What you need to do ->
a - In the biography of judge William Denman, whose vacated seat on the Ninth Circuit was he nominated to fill?
b - Carry on the biography of judge William Denman from its last sentence.

Text provided ->
________________

William Denman (November 7, 1872 – March 9, 1959) was a United States circuit judge of the United States Court of Appeals for the Ninth Circuit.

Education and career

Born in San Francisco, California, Denman attended Lowell High School, received a Bachelor of Letters degree from the University of California, Berkeley in 1894, and a Bachelor of Laws from Harvard Law School in 1897. He entered private practice in San Francisco in 1898, and was an assistant professor and lecturer at the University of California, Hastings College of the Law from 1902 to 1906.

Federal judicial service

On January 10, 1935, Denman was nominated by President Franklin D. Roosevelt to a seat on the United States Court of Appeals for the Ninth Circuit vacated by Judge William Ball Gilbert. Denman was confirmed by the United States Senate on January 29, 1935, and received his commission on February 1, 1935. He served as Chief Judge and as a member of the Judicial Conference of the United States from 1948 to 1957, and assumed senior status on July 3, 1957. He continued to serve in that capacity until his death on March 9, 1959.

Notable case

Denman dissented in Korematsu v. United States (9th Cir. 1943). The 9th circuit permitted the government to force Japanese Americans into internment camps, and the Supreme Court affirmed the following year.

Denman wrote: "If it be unusual for a judge of a court in which he is a participant to dissent from his associates on the matter of a certification, the occasion is even more unusual.

________________

Stored records ->
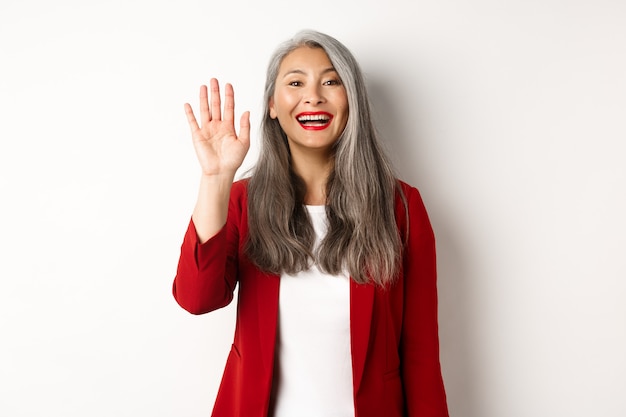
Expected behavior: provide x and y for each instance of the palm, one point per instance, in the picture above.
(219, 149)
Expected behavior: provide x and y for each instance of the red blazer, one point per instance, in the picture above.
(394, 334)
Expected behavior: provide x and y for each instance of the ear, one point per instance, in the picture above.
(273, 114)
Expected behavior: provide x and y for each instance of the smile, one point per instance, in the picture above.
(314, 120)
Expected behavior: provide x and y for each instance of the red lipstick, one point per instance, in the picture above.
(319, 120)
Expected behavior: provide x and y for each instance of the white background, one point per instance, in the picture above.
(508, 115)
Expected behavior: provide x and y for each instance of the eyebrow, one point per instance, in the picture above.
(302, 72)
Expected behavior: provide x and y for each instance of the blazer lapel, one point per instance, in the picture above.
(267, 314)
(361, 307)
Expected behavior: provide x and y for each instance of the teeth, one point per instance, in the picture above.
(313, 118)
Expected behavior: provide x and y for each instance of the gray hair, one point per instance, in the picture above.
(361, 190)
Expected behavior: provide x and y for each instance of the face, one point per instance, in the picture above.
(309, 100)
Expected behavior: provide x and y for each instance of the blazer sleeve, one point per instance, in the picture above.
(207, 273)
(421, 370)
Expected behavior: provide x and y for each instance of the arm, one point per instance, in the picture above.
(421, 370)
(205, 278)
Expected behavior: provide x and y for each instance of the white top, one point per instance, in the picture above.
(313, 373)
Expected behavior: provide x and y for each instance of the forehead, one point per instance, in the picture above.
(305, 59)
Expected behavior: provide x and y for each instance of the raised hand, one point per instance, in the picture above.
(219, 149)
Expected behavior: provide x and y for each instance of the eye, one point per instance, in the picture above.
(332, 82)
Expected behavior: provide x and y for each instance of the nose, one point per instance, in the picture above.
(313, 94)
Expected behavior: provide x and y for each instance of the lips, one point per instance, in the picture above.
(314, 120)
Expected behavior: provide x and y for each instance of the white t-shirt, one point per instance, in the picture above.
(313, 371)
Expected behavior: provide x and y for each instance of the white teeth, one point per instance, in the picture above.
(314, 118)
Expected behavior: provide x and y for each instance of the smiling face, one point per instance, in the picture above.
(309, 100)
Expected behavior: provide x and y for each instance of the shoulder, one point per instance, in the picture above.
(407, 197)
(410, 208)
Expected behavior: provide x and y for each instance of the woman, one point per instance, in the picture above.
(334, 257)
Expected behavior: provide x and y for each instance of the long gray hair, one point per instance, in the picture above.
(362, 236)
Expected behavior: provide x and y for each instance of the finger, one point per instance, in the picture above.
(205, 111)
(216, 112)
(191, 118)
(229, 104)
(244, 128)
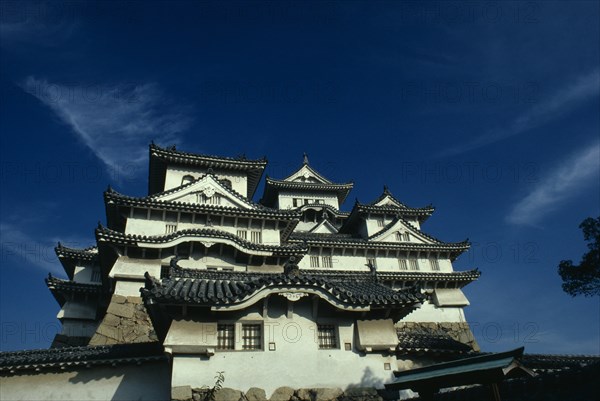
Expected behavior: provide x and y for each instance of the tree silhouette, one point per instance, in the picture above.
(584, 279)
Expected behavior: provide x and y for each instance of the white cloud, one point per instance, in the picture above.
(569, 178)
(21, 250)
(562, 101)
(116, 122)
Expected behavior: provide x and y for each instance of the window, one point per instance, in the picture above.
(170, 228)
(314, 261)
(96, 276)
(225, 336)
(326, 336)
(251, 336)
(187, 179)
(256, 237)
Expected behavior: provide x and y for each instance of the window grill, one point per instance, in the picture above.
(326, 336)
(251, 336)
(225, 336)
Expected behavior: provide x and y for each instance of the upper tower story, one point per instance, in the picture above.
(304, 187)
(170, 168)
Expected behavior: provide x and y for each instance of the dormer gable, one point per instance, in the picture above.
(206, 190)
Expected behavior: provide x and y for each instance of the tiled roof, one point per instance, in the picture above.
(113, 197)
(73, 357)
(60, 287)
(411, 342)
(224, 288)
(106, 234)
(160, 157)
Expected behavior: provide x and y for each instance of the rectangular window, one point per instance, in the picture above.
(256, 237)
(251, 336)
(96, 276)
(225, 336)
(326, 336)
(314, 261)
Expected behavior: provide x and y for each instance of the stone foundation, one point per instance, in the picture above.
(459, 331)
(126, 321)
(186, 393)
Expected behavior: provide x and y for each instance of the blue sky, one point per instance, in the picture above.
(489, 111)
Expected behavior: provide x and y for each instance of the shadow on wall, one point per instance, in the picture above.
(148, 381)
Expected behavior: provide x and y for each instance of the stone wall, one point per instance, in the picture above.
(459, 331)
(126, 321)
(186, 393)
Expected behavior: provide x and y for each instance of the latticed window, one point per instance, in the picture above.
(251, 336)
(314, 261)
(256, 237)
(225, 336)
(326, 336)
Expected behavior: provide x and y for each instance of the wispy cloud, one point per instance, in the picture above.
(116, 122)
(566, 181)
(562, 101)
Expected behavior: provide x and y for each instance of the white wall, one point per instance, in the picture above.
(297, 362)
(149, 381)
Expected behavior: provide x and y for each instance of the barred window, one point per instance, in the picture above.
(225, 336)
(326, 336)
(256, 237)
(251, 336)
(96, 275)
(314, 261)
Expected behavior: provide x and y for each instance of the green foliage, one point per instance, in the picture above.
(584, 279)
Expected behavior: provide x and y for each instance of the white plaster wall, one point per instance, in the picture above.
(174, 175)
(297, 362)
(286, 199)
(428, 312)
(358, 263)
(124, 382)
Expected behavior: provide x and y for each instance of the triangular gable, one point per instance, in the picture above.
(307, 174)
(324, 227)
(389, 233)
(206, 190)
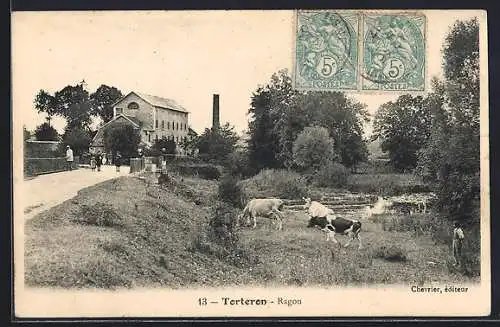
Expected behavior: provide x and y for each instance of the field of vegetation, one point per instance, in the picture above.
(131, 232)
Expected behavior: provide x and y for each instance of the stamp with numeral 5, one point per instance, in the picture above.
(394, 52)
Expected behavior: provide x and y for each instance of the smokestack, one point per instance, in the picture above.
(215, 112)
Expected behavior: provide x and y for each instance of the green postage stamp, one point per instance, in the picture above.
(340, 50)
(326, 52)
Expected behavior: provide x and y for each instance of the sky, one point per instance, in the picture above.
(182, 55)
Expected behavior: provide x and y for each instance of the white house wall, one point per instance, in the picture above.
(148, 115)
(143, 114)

________________

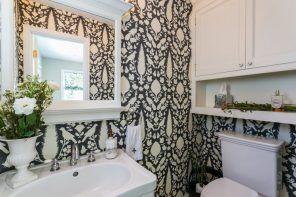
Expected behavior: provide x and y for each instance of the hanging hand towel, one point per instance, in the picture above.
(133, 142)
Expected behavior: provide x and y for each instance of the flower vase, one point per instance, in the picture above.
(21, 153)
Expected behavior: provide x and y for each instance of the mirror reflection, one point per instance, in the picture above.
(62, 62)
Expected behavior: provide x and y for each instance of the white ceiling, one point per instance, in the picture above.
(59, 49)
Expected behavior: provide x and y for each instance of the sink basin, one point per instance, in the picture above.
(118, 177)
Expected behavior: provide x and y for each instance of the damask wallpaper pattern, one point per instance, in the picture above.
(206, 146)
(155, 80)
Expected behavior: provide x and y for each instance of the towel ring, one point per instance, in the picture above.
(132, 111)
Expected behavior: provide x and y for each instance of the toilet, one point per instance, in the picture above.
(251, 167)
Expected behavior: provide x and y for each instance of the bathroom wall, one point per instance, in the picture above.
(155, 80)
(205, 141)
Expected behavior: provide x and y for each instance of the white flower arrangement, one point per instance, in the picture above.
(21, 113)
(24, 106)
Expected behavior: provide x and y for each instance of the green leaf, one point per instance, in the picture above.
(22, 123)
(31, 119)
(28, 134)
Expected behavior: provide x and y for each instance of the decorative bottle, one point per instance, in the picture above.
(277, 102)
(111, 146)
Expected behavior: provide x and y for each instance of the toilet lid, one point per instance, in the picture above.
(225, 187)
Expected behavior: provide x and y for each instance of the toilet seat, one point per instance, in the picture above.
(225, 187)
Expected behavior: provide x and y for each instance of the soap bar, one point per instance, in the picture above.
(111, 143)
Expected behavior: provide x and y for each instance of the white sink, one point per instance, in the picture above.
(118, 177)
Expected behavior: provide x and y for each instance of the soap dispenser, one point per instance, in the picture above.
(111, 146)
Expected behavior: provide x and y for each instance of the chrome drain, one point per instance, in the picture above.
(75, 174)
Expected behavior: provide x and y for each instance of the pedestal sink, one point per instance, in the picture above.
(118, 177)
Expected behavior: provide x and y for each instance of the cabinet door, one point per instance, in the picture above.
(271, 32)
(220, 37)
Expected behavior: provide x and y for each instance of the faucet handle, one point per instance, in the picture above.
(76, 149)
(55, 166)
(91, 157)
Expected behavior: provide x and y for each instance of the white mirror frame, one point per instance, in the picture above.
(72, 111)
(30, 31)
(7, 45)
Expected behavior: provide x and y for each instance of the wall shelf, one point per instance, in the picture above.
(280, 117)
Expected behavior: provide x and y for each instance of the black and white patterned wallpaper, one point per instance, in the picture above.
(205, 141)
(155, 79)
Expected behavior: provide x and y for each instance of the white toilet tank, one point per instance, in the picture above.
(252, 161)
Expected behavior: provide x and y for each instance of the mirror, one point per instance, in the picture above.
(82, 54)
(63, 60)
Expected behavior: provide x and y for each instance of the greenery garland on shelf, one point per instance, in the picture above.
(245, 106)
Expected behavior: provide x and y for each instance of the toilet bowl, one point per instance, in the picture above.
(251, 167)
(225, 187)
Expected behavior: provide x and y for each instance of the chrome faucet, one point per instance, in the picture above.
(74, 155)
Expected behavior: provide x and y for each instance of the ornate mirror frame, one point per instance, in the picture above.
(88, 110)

________________

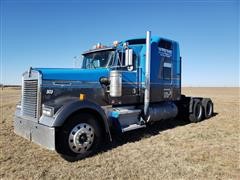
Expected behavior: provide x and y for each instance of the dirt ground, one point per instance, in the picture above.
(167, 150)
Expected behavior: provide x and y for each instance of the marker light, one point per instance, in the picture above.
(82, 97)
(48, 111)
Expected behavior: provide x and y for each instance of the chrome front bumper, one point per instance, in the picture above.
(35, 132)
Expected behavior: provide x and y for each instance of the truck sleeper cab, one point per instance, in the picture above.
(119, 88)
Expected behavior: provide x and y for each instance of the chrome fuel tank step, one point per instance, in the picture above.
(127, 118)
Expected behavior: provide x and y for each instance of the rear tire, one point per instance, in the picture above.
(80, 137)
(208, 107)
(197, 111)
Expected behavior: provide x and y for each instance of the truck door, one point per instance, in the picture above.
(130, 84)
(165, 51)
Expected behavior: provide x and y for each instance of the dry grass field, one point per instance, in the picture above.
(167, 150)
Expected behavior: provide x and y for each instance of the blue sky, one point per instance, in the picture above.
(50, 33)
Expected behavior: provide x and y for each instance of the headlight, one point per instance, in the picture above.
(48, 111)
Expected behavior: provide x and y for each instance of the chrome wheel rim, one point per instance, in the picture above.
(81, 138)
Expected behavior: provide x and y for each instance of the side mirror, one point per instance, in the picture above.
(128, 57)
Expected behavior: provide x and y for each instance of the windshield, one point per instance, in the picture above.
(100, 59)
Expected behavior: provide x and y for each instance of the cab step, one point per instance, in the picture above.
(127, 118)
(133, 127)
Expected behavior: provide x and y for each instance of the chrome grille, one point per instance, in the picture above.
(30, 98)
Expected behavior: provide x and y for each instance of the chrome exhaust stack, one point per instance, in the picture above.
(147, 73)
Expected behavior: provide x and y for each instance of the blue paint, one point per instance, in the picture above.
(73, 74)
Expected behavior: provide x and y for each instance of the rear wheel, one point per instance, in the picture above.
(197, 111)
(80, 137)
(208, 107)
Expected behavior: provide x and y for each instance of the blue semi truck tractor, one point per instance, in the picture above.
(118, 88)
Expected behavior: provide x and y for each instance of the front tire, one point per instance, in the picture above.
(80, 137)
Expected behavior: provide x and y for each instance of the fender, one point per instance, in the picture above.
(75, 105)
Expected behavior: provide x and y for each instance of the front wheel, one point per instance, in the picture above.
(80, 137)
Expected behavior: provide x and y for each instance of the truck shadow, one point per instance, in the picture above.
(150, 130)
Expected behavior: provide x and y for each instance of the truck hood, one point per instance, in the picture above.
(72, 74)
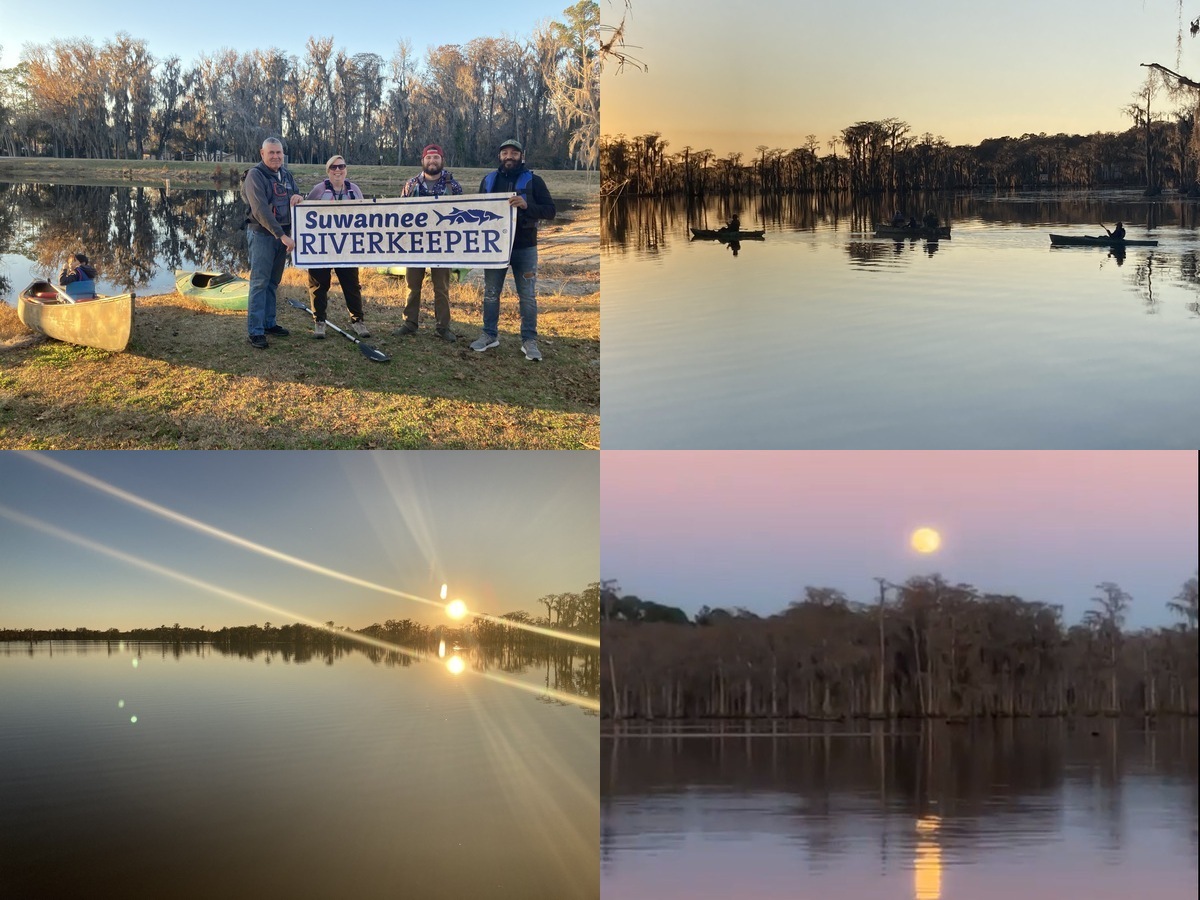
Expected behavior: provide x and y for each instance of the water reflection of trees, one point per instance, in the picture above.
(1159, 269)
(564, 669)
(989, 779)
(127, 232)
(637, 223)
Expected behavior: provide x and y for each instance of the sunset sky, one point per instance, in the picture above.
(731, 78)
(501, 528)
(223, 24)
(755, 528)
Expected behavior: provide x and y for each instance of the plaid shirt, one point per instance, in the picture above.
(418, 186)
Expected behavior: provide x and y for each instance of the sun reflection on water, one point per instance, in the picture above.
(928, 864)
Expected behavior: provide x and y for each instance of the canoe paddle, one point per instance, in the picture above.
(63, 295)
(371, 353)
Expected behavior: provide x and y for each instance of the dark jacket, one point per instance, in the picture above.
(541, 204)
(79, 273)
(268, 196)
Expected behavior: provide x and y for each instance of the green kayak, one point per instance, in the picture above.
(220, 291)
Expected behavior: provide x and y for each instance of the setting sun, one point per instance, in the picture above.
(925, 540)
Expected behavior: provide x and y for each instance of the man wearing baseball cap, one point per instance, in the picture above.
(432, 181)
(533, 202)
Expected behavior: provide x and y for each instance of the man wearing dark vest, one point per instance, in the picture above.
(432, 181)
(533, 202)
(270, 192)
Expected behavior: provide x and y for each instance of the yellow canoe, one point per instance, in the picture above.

________________

Outputs for the tasks ->
a - Judge William Ball Gilbert

b -
Under the threat of penitentiary sentences to these 70,000 American citizens who have relied on the right they believe the Constitution gives them, we are driving from their homes to internment camps, not men alone, as with the deportation of the Dutch by the Germans, but their wives and children, without giving the latter the choice to remain in their homes. We are destroying their businesses, in effect, as if such citizens were enemy aliens. The destruction of their business connections means for many that they will not be able to return to their native areas; in effect, as were the French Canadians so taken to Louisiana."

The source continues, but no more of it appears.